Scientific classification
- Kingdom: Animalia
- Phylum: Chordata
- Class: Amphibia
- Order: Anura
- Family: Leptodactylidae
- Genus: Leptodactylus
- Species: L. discodactylus
- Binomial name: Leptodactylus discodactylus Boulenger, 1884
- Synonyms: Leptodactylus discodactylus Boulenger, 1884 "1883" Vanzolinius discodactylus (Boulenger, 1884) Leptodactylus nigrescens Andersson, 1945

= Leptodactylus discodactylus =

- Authority: Boulenger, 1884
- Conservation status: LC
- Synonyms: Leptodactylus discodactylus Boulenger, 1884 "1883", Vanzolinius discodactylus (Boulenger, 1884), Leptodactylus nigrescens Andersson, 1945

Species of frog

Leptodactylus discodactylus (common name: Vanzolini's Amazon frog) is a species of frog in the family Leptodactylidae. It is found in the Amazonian Bolivia, Brazil (Amazonas and Acre states), Peru, Ecuador, and Colombia.

==Description==
Leptodactylus discodactylus is a medium-sized, moderately robust-bodied frog. Males measure 28–35 mm and females 32–35 mm in snout–vent length. The colouration is reddish brown, with paler flanks. The dorsum is smooth with some small tubercles. The fingers may or may not have disks, whereas the toes end in slightly expanded and rounded disks. The species shows local-scale variation in colour pattern, morphology, and advertisement call.

SOURCE MATERIAL
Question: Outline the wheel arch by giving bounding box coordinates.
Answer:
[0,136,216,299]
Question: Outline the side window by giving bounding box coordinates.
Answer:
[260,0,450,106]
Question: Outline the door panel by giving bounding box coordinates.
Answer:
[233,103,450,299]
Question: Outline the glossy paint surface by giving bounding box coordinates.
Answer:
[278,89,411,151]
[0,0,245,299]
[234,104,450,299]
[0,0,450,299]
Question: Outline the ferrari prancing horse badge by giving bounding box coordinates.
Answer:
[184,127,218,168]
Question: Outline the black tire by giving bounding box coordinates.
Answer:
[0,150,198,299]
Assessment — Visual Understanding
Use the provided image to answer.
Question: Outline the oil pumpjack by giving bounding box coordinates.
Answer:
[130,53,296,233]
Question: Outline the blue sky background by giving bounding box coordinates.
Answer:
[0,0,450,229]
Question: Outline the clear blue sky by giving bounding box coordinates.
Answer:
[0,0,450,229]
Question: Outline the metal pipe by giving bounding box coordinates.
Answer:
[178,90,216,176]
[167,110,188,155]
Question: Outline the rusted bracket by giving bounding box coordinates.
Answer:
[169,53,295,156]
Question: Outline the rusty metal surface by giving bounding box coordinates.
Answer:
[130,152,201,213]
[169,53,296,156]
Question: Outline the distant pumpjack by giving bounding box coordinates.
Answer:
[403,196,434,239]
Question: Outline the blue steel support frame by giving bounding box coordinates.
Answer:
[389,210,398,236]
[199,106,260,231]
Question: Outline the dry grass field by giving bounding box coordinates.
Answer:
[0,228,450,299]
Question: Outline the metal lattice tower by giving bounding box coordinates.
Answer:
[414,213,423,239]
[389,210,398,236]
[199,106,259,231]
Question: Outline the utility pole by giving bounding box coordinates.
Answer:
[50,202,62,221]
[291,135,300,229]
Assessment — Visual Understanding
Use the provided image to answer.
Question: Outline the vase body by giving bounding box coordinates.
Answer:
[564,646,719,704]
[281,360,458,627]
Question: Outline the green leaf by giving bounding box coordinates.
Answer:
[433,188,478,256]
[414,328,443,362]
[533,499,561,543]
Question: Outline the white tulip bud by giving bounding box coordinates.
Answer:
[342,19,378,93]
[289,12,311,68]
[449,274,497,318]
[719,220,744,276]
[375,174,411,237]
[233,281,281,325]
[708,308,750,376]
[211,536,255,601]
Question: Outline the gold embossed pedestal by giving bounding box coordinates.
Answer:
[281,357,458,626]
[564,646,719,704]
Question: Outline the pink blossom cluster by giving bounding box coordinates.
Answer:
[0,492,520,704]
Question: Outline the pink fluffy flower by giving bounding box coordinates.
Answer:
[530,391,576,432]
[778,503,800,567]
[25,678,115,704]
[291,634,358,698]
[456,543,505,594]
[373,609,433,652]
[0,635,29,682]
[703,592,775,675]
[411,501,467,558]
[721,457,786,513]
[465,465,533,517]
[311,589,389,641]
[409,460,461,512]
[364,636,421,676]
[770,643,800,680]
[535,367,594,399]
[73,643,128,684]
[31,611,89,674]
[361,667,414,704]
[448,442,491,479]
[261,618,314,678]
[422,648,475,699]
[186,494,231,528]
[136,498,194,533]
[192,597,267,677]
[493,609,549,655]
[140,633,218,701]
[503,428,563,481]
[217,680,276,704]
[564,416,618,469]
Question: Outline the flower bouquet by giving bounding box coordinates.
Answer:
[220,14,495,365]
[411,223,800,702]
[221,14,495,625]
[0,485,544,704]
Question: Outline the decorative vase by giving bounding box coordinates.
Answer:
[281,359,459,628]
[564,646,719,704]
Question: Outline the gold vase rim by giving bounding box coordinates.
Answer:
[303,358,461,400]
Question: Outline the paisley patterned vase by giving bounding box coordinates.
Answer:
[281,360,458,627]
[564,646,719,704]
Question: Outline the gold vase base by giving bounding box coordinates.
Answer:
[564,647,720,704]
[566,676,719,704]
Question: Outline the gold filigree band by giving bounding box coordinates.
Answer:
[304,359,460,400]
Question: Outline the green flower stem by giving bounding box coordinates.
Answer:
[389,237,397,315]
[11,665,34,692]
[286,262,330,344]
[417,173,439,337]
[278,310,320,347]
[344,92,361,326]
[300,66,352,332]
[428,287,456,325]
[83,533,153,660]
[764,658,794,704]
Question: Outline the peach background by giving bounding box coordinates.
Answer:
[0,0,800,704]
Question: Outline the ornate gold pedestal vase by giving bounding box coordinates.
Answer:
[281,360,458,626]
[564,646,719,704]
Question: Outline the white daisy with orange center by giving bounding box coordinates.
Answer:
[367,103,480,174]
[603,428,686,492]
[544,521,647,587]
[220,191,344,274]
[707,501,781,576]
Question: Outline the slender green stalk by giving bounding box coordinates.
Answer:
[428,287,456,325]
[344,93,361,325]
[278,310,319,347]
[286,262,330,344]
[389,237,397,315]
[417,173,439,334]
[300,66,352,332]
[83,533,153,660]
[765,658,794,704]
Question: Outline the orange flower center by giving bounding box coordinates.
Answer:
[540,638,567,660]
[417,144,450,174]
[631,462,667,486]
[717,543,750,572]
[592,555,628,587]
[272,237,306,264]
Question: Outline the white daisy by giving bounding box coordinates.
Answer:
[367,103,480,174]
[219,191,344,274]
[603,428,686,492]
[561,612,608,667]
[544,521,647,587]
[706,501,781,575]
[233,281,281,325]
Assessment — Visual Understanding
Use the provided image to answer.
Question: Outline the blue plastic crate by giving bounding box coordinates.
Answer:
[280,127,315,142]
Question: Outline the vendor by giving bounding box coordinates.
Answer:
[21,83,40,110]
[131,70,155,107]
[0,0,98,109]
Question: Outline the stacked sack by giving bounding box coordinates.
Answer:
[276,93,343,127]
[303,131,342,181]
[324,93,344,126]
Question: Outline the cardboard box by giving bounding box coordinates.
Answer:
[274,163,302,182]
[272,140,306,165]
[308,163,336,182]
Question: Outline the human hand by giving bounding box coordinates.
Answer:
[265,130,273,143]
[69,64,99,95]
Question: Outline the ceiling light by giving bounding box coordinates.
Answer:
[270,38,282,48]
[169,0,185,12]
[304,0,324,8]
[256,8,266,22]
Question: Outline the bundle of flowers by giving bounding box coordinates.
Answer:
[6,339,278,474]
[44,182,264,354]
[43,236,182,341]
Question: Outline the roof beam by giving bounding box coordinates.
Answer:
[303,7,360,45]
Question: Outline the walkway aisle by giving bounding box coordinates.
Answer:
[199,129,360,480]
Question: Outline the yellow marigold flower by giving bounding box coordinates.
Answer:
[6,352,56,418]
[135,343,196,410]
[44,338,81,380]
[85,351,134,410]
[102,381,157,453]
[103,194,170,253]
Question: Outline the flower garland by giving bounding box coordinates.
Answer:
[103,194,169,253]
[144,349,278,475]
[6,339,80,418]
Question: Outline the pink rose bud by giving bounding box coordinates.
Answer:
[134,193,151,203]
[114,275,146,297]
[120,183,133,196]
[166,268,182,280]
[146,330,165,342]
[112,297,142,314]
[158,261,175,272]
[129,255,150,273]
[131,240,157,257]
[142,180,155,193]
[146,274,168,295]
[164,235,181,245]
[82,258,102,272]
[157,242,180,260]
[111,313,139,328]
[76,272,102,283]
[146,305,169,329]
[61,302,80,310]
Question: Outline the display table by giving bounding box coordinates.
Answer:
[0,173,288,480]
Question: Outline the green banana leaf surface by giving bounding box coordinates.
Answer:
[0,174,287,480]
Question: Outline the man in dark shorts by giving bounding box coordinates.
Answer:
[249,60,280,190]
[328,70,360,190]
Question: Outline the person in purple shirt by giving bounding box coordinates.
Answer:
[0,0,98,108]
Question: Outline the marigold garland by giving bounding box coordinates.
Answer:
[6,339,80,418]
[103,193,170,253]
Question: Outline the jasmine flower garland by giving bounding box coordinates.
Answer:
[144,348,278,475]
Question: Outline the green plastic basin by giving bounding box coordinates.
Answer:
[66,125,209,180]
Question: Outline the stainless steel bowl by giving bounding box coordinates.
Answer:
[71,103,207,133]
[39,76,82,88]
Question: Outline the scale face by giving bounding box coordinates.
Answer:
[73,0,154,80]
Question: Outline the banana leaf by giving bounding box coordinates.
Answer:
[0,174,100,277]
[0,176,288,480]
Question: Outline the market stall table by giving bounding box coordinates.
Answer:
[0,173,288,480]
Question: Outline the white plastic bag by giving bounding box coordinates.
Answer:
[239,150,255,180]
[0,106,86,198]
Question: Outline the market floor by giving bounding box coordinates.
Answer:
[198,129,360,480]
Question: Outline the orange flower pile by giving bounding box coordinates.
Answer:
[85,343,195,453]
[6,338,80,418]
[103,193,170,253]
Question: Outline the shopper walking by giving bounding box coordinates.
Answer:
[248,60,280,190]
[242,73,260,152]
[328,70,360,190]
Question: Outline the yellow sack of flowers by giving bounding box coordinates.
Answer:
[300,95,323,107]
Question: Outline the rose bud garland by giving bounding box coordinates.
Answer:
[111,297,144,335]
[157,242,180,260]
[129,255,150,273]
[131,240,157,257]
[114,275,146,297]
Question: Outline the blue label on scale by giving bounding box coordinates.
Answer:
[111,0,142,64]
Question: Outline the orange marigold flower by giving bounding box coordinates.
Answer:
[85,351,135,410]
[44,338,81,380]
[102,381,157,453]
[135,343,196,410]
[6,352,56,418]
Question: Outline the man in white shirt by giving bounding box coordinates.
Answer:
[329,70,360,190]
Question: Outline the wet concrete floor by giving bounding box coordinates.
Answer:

TASKS TO COMPLETE
1. From the Leptodactylus discodactylus text, quote the passage starting at "Leptodactylus discodactylus (common" and ending at "Ecuador, and Colombia.".
2. According to the Leptodactylus discodactylus text, what is the snout–vent length of males of the species?
3. Carry on the Leptodactylus discodactylus text from where it stops.

EXPECTED OUTPUTS
1.
Leptodactylus discodactylus (common name: Vanzolini's Amazon frog) is a species of frog in the family Leptodactylidae. It is found in the Amazonian Bolivia, Brazil (Amazonas and Acre states), Peru, Ecuador, and Colombia.

2. 28–35 mm

3.
==Habitat and conservation==
Leptodactylus discodactylus is a reasonably common and generally widespread species active by day and night. It can be found on the forest floor and in swampy areas in the forest, seasonally flooded forests, and open areas.

The frog's known range overlaps many protected places: Parque Nacional Yasuní, Reserva Biólogica Limoncocha, Reserva de Producción Faunística Cuyabeno in Ecuador, Gueppi Reserved Zone in Peru, Reserva Extrativista do Alto Jurua, and Reserva Extrativista do Baixo Jurua.

Leptodactylus discodactylus is locally suffering from habitat loss associate with agriculture, logging, and other human purposes.